### Aim of the task
Below are records; transcribe only the line with "the orange jersey" and those after it, through the last line, without any change.

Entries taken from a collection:

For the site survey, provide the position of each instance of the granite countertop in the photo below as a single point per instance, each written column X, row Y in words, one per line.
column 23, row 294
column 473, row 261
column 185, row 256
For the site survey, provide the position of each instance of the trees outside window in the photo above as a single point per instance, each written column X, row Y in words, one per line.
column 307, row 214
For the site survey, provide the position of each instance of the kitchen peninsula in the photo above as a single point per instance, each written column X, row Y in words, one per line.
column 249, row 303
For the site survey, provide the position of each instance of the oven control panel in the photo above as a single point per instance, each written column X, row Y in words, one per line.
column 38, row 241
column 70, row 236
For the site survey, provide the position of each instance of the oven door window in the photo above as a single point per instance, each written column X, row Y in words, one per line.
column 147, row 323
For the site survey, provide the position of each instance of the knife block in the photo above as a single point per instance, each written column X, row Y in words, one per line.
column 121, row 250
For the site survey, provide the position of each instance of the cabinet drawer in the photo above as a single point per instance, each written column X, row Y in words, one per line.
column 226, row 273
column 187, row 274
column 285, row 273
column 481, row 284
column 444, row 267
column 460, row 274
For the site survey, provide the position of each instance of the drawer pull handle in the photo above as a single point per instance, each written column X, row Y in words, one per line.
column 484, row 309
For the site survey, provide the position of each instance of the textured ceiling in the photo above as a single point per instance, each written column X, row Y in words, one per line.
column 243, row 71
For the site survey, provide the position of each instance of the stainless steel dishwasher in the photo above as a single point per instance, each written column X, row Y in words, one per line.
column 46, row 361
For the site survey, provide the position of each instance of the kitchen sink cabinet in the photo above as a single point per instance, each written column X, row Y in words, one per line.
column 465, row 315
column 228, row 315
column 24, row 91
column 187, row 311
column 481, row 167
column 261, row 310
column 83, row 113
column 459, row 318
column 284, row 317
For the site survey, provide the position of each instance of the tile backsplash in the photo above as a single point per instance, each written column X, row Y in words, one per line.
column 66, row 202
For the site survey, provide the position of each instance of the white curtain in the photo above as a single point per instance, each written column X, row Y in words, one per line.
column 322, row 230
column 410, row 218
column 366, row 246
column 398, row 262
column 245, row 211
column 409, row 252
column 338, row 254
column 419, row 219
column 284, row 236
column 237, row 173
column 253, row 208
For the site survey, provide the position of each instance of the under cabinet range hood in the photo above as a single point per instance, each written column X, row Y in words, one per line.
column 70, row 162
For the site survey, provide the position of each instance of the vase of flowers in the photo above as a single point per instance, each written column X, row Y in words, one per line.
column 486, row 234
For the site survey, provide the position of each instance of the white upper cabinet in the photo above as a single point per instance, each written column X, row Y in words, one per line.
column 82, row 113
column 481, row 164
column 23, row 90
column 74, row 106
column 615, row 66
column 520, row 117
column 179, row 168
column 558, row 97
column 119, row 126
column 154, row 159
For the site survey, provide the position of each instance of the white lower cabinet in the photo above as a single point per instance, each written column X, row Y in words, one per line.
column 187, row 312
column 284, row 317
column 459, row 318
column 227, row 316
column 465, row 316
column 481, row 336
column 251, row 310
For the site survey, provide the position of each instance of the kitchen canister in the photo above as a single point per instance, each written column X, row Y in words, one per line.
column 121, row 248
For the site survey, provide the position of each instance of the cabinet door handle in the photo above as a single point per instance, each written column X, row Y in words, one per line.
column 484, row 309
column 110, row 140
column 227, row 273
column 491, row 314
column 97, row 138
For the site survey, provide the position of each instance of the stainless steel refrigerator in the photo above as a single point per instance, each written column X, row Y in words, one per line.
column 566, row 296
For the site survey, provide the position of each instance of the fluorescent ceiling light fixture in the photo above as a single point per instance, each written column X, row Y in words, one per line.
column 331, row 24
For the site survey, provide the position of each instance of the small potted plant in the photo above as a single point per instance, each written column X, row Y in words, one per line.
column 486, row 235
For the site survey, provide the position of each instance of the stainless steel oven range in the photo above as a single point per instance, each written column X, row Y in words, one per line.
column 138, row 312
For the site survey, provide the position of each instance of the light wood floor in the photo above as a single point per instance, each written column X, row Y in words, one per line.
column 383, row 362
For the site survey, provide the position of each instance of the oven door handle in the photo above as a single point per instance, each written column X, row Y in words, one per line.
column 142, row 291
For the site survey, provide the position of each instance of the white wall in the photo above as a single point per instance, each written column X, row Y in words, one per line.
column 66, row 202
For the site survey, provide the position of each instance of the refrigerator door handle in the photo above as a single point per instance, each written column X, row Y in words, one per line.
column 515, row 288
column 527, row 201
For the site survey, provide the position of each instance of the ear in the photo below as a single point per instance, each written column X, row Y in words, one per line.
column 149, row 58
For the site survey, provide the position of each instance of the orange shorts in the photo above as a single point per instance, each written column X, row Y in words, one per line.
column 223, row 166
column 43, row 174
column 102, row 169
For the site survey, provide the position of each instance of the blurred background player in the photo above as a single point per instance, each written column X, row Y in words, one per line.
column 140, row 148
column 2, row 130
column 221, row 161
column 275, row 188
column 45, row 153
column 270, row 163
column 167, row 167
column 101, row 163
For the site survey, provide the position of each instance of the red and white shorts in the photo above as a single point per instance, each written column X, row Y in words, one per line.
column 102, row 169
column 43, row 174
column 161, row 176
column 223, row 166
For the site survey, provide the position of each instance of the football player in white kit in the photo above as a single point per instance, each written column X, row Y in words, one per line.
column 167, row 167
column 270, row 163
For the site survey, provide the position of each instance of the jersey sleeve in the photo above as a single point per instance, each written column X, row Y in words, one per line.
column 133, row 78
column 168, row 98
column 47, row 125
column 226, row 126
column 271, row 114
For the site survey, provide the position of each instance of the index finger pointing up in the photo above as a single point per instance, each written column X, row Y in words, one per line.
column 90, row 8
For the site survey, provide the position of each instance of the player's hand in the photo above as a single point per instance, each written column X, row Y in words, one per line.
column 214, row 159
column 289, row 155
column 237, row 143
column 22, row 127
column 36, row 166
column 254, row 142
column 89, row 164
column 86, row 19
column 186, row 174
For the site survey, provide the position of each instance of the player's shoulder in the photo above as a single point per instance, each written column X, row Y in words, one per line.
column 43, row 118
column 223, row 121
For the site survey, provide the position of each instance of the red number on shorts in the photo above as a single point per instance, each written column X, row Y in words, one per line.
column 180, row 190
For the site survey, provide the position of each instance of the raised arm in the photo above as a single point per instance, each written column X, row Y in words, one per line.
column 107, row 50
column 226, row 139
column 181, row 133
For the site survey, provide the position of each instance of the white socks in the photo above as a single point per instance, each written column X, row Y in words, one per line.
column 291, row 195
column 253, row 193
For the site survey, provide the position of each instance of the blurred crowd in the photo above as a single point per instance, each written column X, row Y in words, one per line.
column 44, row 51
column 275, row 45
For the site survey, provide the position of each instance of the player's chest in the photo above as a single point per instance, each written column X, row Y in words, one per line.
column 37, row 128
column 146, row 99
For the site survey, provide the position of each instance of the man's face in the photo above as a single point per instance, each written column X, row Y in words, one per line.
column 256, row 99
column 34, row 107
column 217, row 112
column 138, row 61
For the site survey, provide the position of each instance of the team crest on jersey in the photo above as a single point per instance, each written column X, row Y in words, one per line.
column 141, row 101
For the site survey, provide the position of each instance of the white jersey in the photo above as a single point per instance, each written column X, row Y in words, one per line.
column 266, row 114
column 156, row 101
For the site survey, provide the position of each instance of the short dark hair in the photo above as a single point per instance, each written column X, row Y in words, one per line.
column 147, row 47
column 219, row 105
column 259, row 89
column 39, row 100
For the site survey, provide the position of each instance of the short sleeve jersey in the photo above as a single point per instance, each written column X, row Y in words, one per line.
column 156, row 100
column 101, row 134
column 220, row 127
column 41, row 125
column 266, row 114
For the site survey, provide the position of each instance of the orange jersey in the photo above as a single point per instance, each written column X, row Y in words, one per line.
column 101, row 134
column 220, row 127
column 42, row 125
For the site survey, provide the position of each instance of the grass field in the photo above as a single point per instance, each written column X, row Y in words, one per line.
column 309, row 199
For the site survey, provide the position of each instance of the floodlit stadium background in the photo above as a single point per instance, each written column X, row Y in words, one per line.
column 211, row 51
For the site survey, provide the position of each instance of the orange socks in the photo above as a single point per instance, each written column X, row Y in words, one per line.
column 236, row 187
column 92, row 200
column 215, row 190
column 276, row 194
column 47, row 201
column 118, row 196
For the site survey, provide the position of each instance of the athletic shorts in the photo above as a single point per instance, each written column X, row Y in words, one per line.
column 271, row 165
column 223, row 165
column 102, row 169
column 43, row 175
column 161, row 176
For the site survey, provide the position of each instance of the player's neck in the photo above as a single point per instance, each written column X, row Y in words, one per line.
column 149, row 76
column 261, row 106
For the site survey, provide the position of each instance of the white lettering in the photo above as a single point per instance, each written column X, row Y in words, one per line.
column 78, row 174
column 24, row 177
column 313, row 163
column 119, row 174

### Task output
For the site survey, provide the position of each instance of the orange jersey in the photo above as a single point per instance, each written column X, row Y in words, one per line.
column 101, row 134
column 220, row 127
column 42, row 125
For the site survey, provide the position of each instance of the grass field in the photo above as a single point per instance, each written column X, row Y in words, one per line.
column 309, row 199
For the site survey, provide the position of each instance of the floodlit stadium background in the photo above as a single point per instance, each written column X, row Y in words, one per line.
column 211, row 51
For the site survey, provide the position of each instance of the orange socks in the photo above as a single point per instance, each written column X, row Y in words, one per line.
column 236, row 187
column 92, row 200
column 215, row 190
column 276, row 194
column 47, row 201
column 118, row 196
For the site survey, provide the position of each instance of the athletic shorts in the photo above as a single point per instance, each written column X, row Y in words, one per line.
column 271, row 165
column 223, row 165
column 102, row 169
column 43, row 175
column 161, row 176
For the site survey, provide the position of each instance of the player's neck in the photo above as a single point per instance, each written column X, row Y in words, one per line.
column 149, row 76
column 261, row 106
For the site survey, provide the position of each instance of the white lettering in the photo above as a single point per instance, each written column X, row Y in words, one per line.
column 78, row 174
column 24, row 177
column 313, row 163
column 119, row 174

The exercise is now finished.